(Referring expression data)
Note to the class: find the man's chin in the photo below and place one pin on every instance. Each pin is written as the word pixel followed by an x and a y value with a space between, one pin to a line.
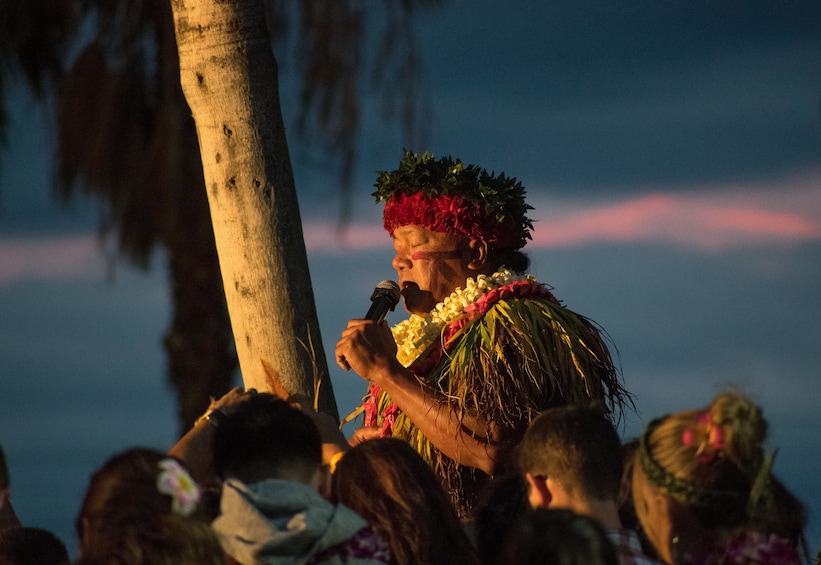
pixel 413 305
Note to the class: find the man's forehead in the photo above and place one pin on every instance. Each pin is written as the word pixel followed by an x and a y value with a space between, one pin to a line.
pixel 412 229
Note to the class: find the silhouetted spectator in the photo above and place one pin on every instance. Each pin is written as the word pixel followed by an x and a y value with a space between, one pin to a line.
pixel 269 456
pixel 571 458
pixel 31 546
pixel 389 484
pixel 556 536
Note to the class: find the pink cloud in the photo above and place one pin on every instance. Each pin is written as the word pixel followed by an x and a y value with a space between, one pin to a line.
pixel 710 218
pixel 55 257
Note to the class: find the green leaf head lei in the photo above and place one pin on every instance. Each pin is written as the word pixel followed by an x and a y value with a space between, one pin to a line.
pixel 445 195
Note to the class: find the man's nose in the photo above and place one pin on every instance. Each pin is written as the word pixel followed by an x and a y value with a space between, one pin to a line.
pixel 400 262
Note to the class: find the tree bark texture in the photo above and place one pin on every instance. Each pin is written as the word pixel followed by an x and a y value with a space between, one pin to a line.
pixel 229 77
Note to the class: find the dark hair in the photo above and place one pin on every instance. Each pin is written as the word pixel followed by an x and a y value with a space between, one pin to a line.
pixel 125 519
pixel 27 545
pixel 265 437
pixel 500 504
pixel 560 536
pixel 577 446
pixel 390 485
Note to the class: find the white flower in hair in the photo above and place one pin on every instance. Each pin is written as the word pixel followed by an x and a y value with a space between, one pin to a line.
pixel 175 481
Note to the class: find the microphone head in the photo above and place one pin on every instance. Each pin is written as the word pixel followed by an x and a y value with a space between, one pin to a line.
pixel 388 289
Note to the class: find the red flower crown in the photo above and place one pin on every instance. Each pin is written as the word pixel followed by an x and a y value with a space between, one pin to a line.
pixel 446 196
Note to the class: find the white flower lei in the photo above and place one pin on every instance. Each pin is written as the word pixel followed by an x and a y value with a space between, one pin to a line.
pixel 414 335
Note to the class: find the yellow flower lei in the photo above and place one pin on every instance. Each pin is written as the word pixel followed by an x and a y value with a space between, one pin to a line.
pixel 416 334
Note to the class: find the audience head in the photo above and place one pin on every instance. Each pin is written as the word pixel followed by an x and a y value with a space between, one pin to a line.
pixel 264 437
pixel 142 508
pixel 701 475
pixel 571 453
pixel 501 504
pixel 389 484
pixel 557 536
pixel 31 546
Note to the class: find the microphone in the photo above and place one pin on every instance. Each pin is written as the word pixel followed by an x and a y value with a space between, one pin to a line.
pixel 384 299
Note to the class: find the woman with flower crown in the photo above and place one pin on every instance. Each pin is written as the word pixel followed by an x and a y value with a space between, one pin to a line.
pixel 486 347
pixel 705 494
pixel 143 508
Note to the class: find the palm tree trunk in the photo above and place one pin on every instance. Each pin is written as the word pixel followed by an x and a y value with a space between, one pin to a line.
pixel 229 77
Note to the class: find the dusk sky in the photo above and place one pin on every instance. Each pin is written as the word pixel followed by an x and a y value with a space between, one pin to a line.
pixel 672 153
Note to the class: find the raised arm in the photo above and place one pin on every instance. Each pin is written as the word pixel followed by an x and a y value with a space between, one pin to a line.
pixel 369 350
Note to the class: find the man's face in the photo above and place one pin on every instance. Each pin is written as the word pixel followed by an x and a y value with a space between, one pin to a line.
pixel 430 266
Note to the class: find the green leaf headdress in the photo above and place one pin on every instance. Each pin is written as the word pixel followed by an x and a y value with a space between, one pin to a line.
pixel 445 195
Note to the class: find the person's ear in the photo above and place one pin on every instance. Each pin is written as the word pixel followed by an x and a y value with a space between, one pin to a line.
pixel 538 494
pixel 478 254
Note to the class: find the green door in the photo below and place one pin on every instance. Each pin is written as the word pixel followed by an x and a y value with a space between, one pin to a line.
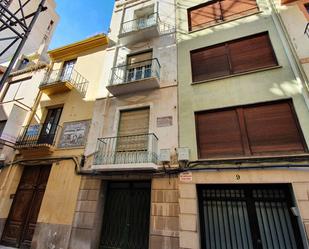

Exercise directions =
Return the entries above exactly and in full; do not include images.

Response to this exercise =
Note to the class: find the man's chin in the photo below and place one pin on every instance. Each pin is written as the word pixel followed by an x and a y value with a space between, one pin to a line.
pixel 413 305
Note to the class: find the man's forehead in the photo above and place one pin on every instance. Each pin is written as the word pixel followed by an x and a y value with a space between, one pin to a line.
pixel 412 229
Note to the class: find the silhouetted spectator in the photo above and place one pin on every instance. Each pin is written as the word pixel followed by an x and a y value with a space between, one pin to a line.
pixel 269 456
pixel 571 458
pixel 31 546
pixel 389 484
pixel 556 536
Note to the class: find the pink cloud in the photo above and place one pin on every instance. Each pin is written as the word pixel followed by an x and a y value with a space between, one pin to a line.
pixel 710 218
pixel 55 257
Note to the class: find the green leaf head lei in the photo above and place one pin on every instance. Each pin is written as the word pixel followed by an x and a y value with a space between, one pin to a line.
pixel 445 195
Note to the class: find the man's nose in the photo above and place one pin on every instance. Each pin is written as the word pixel followed by an x and a y value with a space between, one pin to a line.
pixel 400 262
Note to the class: find the tree bark texture in the photo above and place one pin on every instance. Each pin is written as the word pixel followed by an x and a y value with a space between, one pin to a line.
pixel 229 77
Note to the class: find the dark hair in the photo above and place one pin on every instance. Each pin is written as the word pixel followed by an x and a y value with a space between, one pin to a line.
pixel 125 519
pixel 27 545
pixel 265 437
pixel 500 504
pixel 560 536
pixel 577 446
pixel 390 485
Note to the class: find the white flower in hair in the photo above and place one pin on every instance. Each pin is written as the word pixel followed by an x and a y value with a space between, one pin to a line.
pixel 175 481
Note to the class: find the microphone head in the photo above and place one pin on every instance. Each pin is written as the word pixel followed by an x and a y value with a space between, one pin to a line.
pixel 388 289
Note to the class: find the red flower crown in the photo above and place one pin on every instance. Each pin is written as the word pixel followed by an x and a y value with a space between, one pin to a line.
pixel 446 196
Note to the class: find the white flower lei in the photo above and place one pin on every instance. Each pin is written as the word pixel followed by an x and a y value with a space between, one pin to a line.
pixel 414 335
Note to the class: find the yellow flower lei in the photo above and place one pin on every instance. Each pin is written as the word pixel followed by an x and a y value with a space between, one pin to a line.
pixel 416 334
Note to the class: find the audience head in the photo above and place one pin on every instance. Each pin is written as the word pixel followed by an x and a y value with a space between, one pin to a line.
pixel 264 437
pixel 142 508
pixel 701 475
pixel 571 453
pixel 501 504
pixel 389 484
pixel 557 536
pixel 31 546
Note to the class: find the microphone in the photo above and place one pin on every instance. Each pin is written as the word pixel followed by an x and a y value with a space between, one pin to a line.
pixel 384 299
Note to the class: find the woman with flower crown in the photo above and place one pin on every instance. Each pin is written as the word pixel followed by an x and a y value with a space between, one pin to a line.
pixel 486 347
pixel 705 494
pixel 143 508
Note to the class: find the palm tree trunk in the photo above and place one pin on every instance. Each pin is written as the word pixel followed by an x and a y value with a space between, one pin to a line.
pixel 229 77
Note to the class: find the dusk sky in the photo above and place one pin on every instance. Each pin is written as the word pixel followed by an x and a y value with a space between, one pin to a line.
pixel 672 153
Note to the class: find the raised arm in the photo above and place one pin on every instance. Each pin is written as the word pixel followed by an x and a y value with a space between, one pin to a line.
pixel 369 350
Note to the class: find the man's face in the photo above and place one pin on every instance. Each pin is written as the word pixel followed by an x and a y value with a space between, one pin to a line.
pixel 430 266
Note to the class: find the green leaf headdress in the photo above and place one pin on every instance. Each pin is written as the word pixel followed by an x and a y value with a space between, one pin to a line.
pixel 445 195
Note to the class: find the person's ear in the photo above and place one pin on every instance. Each pin is written as the word pixel followed by an x and a y value with a space between, one pin to a line.
pixel 538 494
pixel 478 254
Note to the class: find the green door in the photo below and place one pin on every instance. Each pin is written as the word pixel followed by an x and a y value with a space between, one pin to a line.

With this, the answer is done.